(begin)
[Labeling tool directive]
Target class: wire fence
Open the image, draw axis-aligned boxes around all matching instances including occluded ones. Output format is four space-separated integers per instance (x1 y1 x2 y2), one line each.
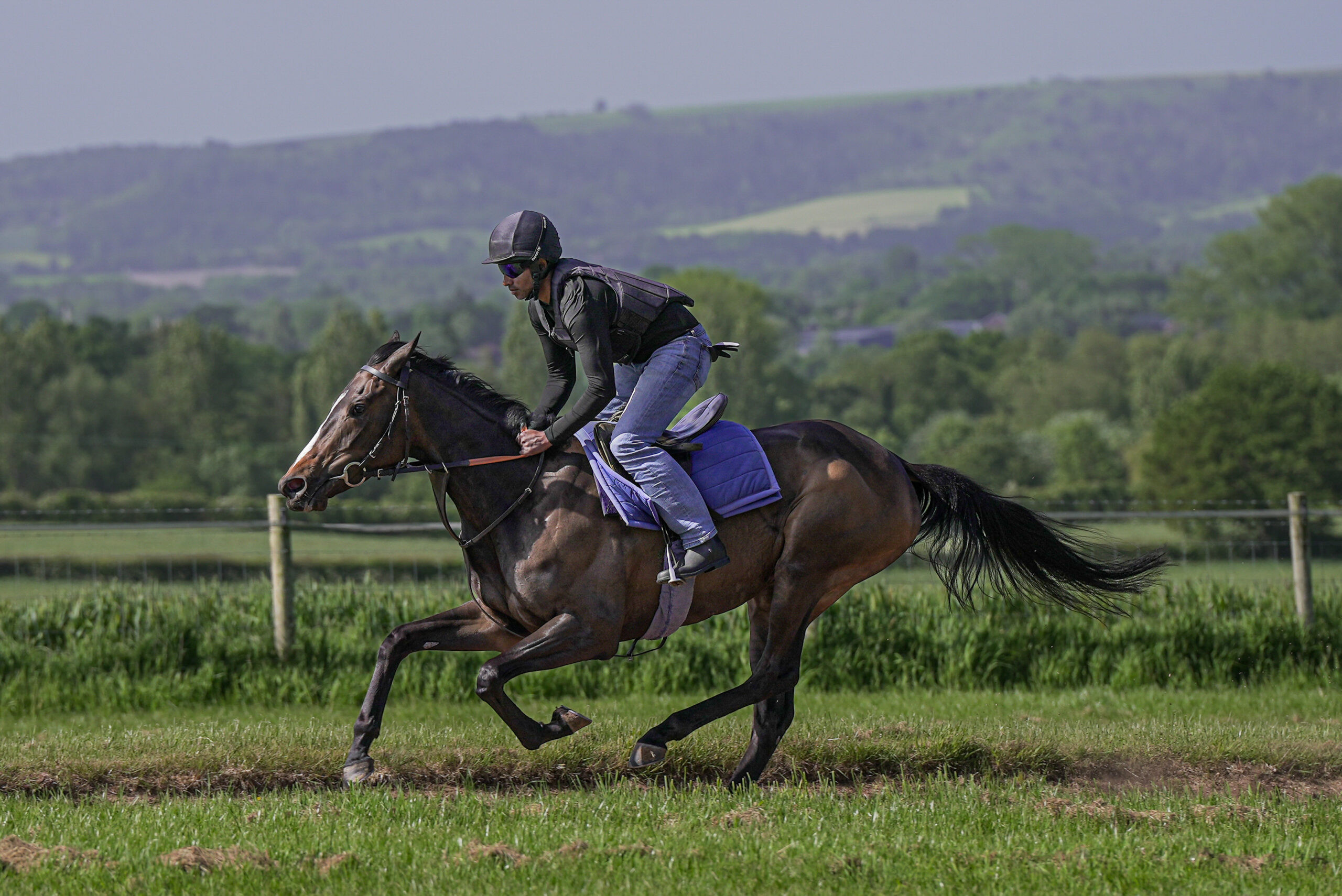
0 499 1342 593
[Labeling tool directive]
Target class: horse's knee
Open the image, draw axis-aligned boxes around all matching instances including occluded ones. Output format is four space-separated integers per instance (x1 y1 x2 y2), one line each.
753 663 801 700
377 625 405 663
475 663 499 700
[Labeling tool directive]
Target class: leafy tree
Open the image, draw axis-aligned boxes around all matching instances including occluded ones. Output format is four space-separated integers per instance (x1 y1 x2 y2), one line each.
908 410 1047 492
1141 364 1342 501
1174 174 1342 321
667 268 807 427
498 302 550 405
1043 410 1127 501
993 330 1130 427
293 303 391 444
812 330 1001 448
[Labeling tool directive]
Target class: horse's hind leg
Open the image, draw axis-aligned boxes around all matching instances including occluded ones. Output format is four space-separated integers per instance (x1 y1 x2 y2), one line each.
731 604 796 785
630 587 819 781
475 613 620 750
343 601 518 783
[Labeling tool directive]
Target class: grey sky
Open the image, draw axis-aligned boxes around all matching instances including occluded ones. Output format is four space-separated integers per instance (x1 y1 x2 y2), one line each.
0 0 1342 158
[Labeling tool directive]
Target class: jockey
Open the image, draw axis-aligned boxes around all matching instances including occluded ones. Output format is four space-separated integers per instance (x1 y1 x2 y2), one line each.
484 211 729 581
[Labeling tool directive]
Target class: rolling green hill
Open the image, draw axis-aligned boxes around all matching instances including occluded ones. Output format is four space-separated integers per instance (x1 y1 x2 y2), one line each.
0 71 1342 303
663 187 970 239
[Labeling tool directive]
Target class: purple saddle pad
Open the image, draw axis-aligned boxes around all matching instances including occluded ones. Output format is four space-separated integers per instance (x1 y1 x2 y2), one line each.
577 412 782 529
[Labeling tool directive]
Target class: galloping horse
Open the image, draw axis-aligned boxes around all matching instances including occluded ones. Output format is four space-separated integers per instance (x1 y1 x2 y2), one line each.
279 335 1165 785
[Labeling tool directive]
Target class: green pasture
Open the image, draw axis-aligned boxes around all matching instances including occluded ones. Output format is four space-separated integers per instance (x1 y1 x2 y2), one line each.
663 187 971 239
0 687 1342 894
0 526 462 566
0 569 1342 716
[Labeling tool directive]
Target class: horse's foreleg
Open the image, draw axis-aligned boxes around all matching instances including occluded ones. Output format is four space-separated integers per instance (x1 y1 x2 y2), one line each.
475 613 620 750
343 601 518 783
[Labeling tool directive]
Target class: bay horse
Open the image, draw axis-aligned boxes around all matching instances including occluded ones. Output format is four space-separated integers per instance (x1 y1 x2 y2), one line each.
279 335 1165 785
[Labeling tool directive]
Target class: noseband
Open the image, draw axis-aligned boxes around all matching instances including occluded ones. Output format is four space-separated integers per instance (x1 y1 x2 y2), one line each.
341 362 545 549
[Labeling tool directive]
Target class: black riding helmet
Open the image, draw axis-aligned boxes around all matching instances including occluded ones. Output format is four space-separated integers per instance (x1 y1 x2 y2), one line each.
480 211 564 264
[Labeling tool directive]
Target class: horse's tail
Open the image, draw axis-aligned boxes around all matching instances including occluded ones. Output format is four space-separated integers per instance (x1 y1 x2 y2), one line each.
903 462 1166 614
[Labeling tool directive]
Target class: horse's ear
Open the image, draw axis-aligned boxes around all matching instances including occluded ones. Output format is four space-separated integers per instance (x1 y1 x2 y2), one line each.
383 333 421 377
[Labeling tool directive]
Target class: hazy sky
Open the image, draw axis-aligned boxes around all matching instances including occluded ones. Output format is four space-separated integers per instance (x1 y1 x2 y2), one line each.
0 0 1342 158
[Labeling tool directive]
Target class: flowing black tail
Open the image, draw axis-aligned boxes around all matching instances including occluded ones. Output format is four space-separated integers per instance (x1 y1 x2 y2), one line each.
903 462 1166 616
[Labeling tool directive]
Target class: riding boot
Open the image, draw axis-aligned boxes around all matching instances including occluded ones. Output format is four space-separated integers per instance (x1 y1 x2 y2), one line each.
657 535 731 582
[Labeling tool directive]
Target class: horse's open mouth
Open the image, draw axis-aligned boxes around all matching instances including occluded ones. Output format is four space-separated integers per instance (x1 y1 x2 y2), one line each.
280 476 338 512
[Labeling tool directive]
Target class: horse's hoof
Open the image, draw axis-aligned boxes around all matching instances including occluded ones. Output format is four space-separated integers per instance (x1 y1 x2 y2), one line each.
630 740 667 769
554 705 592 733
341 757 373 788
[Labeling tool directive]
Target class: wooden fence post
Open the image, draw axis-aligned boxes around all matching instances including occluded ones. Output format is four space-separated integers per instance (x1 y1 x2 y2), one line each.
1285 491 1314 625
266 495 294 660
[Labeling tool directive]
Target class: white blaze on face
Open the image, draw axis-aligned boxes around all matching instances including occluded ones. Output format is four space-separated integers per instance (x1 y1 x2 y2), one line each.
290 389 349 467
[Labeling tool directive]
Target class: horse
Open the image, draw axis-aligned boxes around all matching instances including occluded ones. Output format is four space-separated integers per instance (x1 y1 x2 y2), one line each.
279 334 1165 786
(end)
- DIRECTIVE: Copy the listing above word for word, leaving out the pictures.

- OUTPUT FOR THIS TASK:
[Labeling tool directive]
Target class: wire fence
Open the image, draw axis-aligned boxes around all matching instances including occluded ones. Output format is four space-separated integers per instance (x1 y1 x2 y2), one line each.
0 499 1342 593
[Labeling tool directive]
Target class: horse's knee
Open the image, draw axis-aligned boxes around all matching instances including occluded ones. Output format is four space-separated integers per instance (x1 y1 x2 y2), one line each.
753 663 801 700
377 625 405 663
475 663 499 700
[Labeling tool directive]
Target class: leafy tree
Open the image, draw axis-aligned boxes around all matching instances including occluded ones. Output format is four space-separated integers per instance (x1 y1 x2 y2), one line each.
908 410 1047 492
1141 364 1342 501
1174 174 1342 321
667 268 807 427
498 302 550 405
1043 410 1127 501
993 330 1130 427
293 303 391 444
812 330 1001 448
[Labeling tool directive]
Target class: horse's hind leg
Open the image, draw axis-aligned boxes around all matching instances including occluded ones. Output format is four space-separated integers per instance (x1 y1 x2 y2), one line each.
731 604 796 785
630 587 819 781
475 613 620 750
343 601 518 783
[Labeling tool directive]
Target class: grey sky
Open the image, draw axis-aligned boxes around all matching instances including occluded ones. Output format is four space-separated integers per instance (x1 y1 x2 y2), one line each.
0 0 1342 158
[Labeling tool directive]
Target class: jockey
Open the image, draw axis-aligned boxes around all matching instances including occluded ones. Output format is four space-separated integers per instance (x1 y1 x2 y2), one line each.
484 211 729 581
[Labeling tool directive]
Target class: rolling green hill
Open the image, draw axis-aligned boxes around all matching instances including occluded ones. Output format is four space-separated integers per instance (x1 y1 x2 y2), one line each.
0 71 1342 303
663 187 970 239
[Labeling tool directive]
Target class: purple saddle pad
Open the image, draw axis-aligned boxes around all matching instances including occluded ones. Output format is four space-separated integers per instance (x1 y1 x2 y2), one line each.
577 412 782 529
[Labeling tool directive]
Target class: galloping horse
Open the image, draw axis-aligned boxes around all matching instances including occluded ones. Output format is four space-separated integers per instance (x1 y1 x2 y2), one line each.
279 335 1165 785
[Labeling tool directive]
Target class: green pasture
Open the image, draw axis-aligned boxes around all matching instances including occluded ones. Output format is four space-separated integers per instance (x1 y1 x2 y2), one line each.
663 187 971 239
0 687 1342 894
0 526 462 566
0 569 1342 716
[Labeling tool directive]
Target class: horse's foreleg
Open the image, draw axis-aligned boxes around all matching instances including occluded ones. Output format is four space-separated integers per instance (x1 y1 x2 y2), one line each.
475 613 620 750
343 601 518 783
[Labeling tool directive]
Target class: bay horse
Open the image, draw axis-aligned boxes around all matching instances including occluded ones. Output format is four space-separated integers per instance (x1 y1 x2 y2), one line each.
279 335 1165 785
[Labeling tool directive]
Target class: noseband
Open the image, draw axis-aligned boxes around all matching instances including occluded ones. Output format is four space-separated integers per instance (x1 y1 x2 y2), one line each.
341 362 545 549
[Labeling tool directive]
Target class: black riding helmet
Open the image, draw axis-aligned boxes around all matching instances including occluded ones. Output format is four space-separated integers per instance (x1 y1 x2 y2), one line each.
480 211 564 264
[Labeling tool directive]
Target class: horse's tail
Open the image, draw axis-aligned boxes around all matching instances including occluded ones. Output format is four space-separated integers per instance (x1 y1 x2 y2), one line each.
903 462 1166 614
[Labeling tool directive]
Target class: horse's ear
Open the image, draw axis-aligned boxes around all matching instances including occluded ones. Output format is four space-separated integers per instance (x1 y1 x2 y2), one line each.
383 333 421 377
[Labeling tool directive]
Target class: hazy sky
Open the image, draw axis-aligned boxes around all matching instances including occluded ones. Output format is four space-separated integers per instance (x1 y1 x2 y2), one line each.
0 0 1342 158
[Labeling tool directive]
Target class: flowing black tail
Open the image, draw axis-aligned boxes around all matching instances including occluded ones. Output format is four space-separated integers per instance (x1 y1 x2 y2), one line each.
903 462 1166 616
[Labeling tool directive]
Target class: riding boot
Open the image, draw axis-aligned boxes around all matching instances including occluded ones. Output format is four space-separated integers per instance (x1 y1 x2 y2), one line each.
657 535 731 582
[Labeling tool directive]
Target class: horse's open mouth
Open the image, draw axis-aligned boxes around all matching instances including occluded ones. Output format is four space-separated integers per instance (x1 y1 x2 y2), one line each.
280 476 338 512
[Labeling tool directive]
Target class: horse's hoof
Open the image, draw axis-aligned boxes around all matching instances including occluded ones. Output format is four space-separated integers per instance (x1 y1 x2 y2), one line each.
630 740 667 769
554 705 592 733
341 757 373 788
[Labeling tool directive]
Target class: wooden fence post
Open the image, draw axis-aligned boxes around all matching instances including occluded ones. Output format is four space-separated integers per instance (x1 y1 x2 y2), one line each.
1285 491 1314 625
266 495 294 660
[Labeling tool directive]
Target class: white blaze on face
Open the image, draw axis-aligned boxes around all matching instances including occluded ones. Output format is four space-separated integers per instance (x1 y1 x2 y2), one line each.
290 389 349 467
[Labeling tool directive]
Target class: horse
Open the image, draw axis-aligned boxes around all matching instances including occluded ones. Output format is four space-separated integers per instance (x1 y1 x2 y2), one line each.
279 334 1165 786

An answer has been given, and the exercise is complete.